What is being asked = Count the lines in the records below that contain the string "mirror", where uppercase and lowercase letters count as different. Give only the number.

Extracted entries =
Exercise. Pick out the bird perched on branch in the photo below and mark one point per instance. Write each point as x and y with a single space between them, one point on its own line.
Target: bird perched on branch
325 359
--
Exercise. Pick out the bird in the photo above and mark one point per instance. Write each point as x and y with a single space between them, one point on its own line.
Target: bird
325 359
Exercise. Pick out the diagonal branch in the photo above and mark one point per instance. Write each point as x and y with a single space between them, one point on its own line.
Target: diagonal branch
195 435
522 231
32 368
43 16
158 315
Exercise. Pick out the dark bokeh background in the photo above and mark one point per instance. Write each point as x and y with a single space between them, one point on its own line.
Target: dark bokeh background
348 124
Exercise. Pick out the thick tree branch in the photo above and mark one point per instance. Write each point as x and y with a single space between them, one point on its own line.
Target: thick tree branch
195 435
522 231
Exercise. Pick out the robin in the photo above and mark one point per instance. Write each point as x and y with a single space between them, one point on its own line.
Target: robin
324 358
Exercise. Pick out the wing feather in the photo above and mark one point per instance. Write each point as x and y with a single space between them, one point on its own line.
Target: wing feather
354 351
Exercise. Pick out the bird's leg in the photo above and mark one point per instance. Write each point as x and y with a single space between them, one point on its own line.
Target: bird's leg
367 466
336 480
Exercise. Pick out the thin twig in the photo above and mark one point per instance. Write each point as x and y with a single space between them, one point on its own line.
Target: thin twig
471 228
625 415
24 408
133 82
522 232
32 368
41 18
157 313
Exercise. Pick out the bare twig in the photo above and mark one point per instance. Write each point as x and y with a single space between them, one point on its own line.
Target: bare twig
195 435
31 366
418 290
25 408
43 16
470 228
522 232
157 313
==
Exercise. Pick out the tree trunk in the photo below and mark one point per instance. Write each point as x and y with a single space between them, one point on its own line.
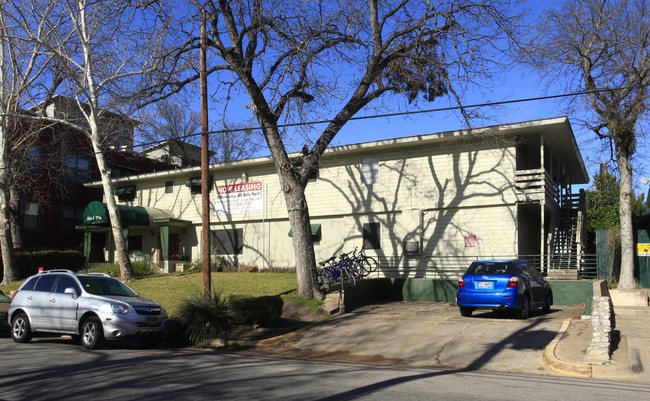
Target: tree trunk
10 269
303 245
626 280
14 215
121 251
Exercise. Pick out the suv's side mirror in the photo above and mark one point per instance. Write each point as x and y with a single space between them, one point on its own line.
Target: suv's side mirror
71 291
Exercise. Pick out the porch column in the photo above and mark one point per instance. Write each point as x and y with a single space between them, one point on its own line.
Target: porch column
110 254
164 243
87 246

Result for this exercise = 2